Please retype the records below exactly, omitting any images.

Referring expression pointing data
━━━
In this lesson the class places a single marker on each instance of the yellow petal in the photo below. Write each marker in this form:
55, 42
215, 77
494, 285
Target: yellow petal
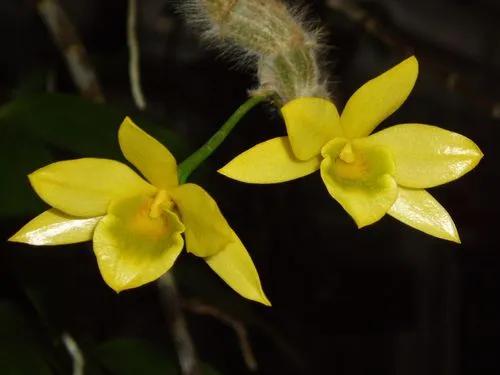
378, 99
56, 228
363, 186
418, 209
148, 155
310, 123
133, 248
268, 163
426, 156
207, 231
85, 187
234, 265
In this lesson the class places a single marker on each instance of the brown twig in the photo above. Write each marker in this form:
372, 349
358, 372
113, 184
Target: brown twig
447, 67
239, 328
134, 58
69, 43
186, 352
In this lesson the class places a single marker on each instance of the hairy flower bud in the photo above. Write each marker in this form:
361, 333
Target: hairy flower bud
275, 37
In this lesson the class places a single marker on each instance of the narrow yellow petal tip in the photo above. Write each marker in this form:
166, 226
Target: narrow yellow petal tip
418, 209
269, 162
265, 301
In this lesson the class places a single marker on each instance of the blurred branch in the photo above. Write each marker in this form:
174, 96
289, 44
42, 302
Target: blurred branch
449, 67
239, 328
75, 353
134, 62
68, 41
186, 351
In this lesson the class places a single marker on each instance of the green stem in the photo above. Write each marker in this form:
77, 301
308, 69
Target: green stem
189, 165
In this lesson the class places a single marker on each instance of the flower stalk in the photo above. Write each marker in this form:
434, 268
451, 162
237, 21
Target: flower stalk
189, 165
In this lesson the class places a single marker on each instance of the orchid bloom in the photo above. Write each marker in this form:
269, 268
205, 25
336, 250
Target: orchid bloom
368, 174
137, 225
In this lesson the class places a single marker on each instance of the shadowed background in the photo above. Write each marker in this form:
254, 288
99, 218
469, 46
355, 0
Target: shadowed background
386, 299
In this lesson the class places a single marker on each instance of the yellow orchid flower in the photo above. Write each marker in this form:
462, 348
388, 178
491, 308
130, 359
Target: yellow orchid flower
137, 225
369, 175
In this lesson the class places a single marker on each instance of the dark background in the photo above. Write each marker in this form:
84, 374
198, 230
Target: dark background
383, 300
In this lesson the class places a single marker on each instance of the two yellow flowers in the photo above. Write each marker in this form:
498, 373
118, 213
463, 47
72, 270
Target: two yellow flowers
136, 225
369, 175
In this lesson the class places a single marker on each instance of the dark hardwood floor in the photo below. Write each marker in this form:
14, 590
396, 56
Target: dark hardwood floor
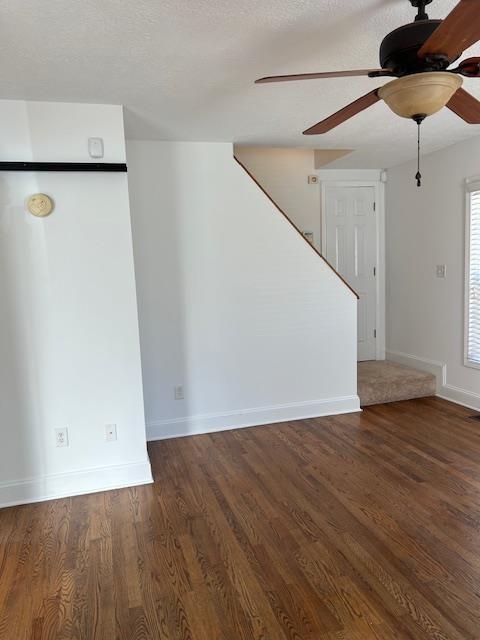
350, 527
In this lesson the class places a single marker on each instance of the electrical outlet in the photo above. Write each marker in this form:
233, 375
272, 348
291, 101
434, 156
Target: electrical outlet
178, 392
61, 437
110, 432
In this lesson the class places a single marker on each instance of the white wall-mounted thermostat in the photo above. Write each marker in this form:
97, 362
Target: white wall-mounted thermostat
95, 147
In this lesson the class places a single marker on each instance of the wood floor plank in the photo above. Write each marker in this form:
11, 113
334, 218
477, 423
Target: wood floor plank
353, 527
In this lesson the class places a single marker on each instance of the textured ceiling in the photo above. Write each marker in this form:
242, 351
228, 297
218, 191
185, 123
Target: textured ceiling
184, 69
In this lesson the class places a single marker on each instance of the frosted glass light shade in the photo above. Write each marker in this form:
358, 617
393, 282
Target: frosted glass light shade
420, 93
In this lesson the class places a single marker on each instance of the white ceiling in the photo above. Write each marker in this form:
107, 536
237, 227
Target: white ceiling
184, 69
━━━
§ **Exercise result**:
In this lesson the class places a single marker on each instance of the yellow petal in the photo below. Write each marker in this form:
55, 42
215, 77
494, 285
Target: yellow petal
378, 99
56, 228
363, 186
418, 209
148, 155
310, 123
133, 248
268, 163
426, 156
207, 231
85, 187
234, 265
In this lesson the class places a single marker on each instance of the brown twig in the photo above. Write each marker in this form:
372, 349
358, 372
113, 184
Target: brown twig
447, 67
239, 328
134, 58
69, 43
186, 352
In this lesson the class places a single marker on each instance of the hairy flower bud in the photo above. Write each marker in this form:
361, 333
Target: hairy flower bud
275, 37
In this lesson the class places a single marker on each instance of the narrow yellow petal tip in the photo above. Write each marker in this form:
166, 226
Target: narrow yellow petal tip
418, 209
269, 162
265, 301
In this lesson the class places a single marker on each instance of the blurred branch in the photo above. Write each marker in this form:
174, 96
289, 44
42, 302
Target: blurred branch
449, 67
239, 328
75, 353
134, 62
68, 41
186, 351
In this lesson the class places a single marker on each instance of the green stem in the photo above. Write each marker in this form:
77, 301
308, 69
Target: green stem
189, 165
In this lesson the class places a single marker on each instance of the flower stalk in the photo above. Write each marker in this form:
434, 268
451, 162
237, 21
Target: flower stalk
189, 165
In this lesson the class places a single marker on each instance of the orchid bloom in the photo above. Write each marker in this form:
269, 268
205, 25
336, 250
Target: orchid bloom
368, 174
137, 225
In this lesson the class places a single marker on each instance of the shadowed background in the photo above. Write each marker in this form:
254, 288
99, 218
469, 46
355, 0
Target: shadowed background
386, 299
In this lesson the class places a single marker on each instance of the yellow orchid flower in the photo above. Write each marker in this form:
462, 348
388, 178
491, 308
130, 359
Target: yellow orchid flower
137, 225
369, 175
In this lesson the class places a single marker on each instance of the dark background in the photo above. Write each marker in this form:
84, 374
198, 230
Target: dark background
383, 300
In this lesson the class places a single marker on each instance of the two yellow flowers in the photo above. Write each marker in this form:
498, 373
118, 213
463, 47
72, 270
Target: two yellow flowers
136, 225
369, 175
In this lesson the class places a single marker on each instance of the dark hardwood floor in the photo below. Write each marker in this form:
14, 590
396, 56
Target: dark hardwood floor
350, 527
In this lesson the class places a single marker on each instance of the electrical outlet in the photo above. Write each marker in this form:
233, 375
272, 348
291, 101
434, 156
Target: electrical outlet
178, 392
61, 437
110, 432
In this lesson the class places a single marker on each instance of the white wall-mounted thermostat in the photo above. Write each marker in this form:
97, 362
Target: white wall-mounted thermostat
95, 147
In this lesson the class places a single marker on each instance of the wood floor plank in the photo above. Write each marker in this form:
11, 113
334, 218
477, 423
Target: wood floor plank
353, 527
In this lesson the class places a single marker on each instance of the textured ceiling in the photo above. Write each marker in this form:
242, 351
228, 297
218, 191
185, 123
Target: textured ceiling
184, 69
In this lesson the class places a single marker on each instance of the frosted glass light shade in the photo above. Write each marker in this form:
358, 617
393, 282
Target: frosted glass light shade
420, 93
In this lesson the class places a single marker on each instance of the white ceiling in the photo above. Write each marker in this form:
107, 536
237, 227
Target: white ceiling
184, 69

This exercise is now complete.